#### Document section:
People with obsessive-compulsive disorder, or OCD, report that the severity of their symptoms was reduced by about half within four hours of smoking cannabis, according to a Washington State University study.

The researchers analysed data inputted into the Strainprint app by people who self-identified as having OCD, a condition characterised by intrusive, persistent thoughts and repetitive behaviours such as compulsively checking if a door is locked. 

After smoking cannabis, users with OCD reported it reduced their compulsions by 60%, intrusions or unwanted thoughts by 49% and anxiety by 52%.

The study, recently published in the Journal of Affective Disorders, also found that higher doses and cannabis with higher concentrations of CBD, or cannabidiol, were associated with larger reductions in compulsions.

“The results overall indicate that cannabis may have some beneficial short-term, but not really long-term, effects on obsessive-compulsive disorder,” said Carrie Cuttler, the study’s corresponding author and WSU assistant professor of psychology.

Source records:
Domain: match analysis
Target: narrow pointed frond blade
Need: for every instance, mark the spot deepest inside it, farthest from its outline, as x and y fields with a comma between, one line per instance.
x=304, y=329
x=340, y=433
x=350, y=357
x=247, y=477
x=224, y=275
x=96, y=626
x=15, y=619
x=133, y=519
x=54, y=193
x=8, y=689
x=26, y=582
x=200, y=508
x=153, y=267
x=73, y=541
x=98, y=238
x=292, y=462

#### Check your understanding:
1. Rewrite the stretch of the cannabis and OCD article from "The researchers analysed" through "anxiety by 52%.", changing "Strainprint" to "tracking".
2. In the cannabis and OCD article, which journal published the study?

#### Results of the exercise:
1.
The researchers analysed data inputted into the tracking app by people who self-identified as having OCD, a condition characterised by intrusive, persistent thoughts and repetitive behaviours such as compulsively checking if a door is locked. 

After smoking cannabis, users with OCD reported it reduced their compulsions by 60%, intrusions or unwanted thoughts by 49% and anxiety by 52%.

2. The Journal of Affective Disorders.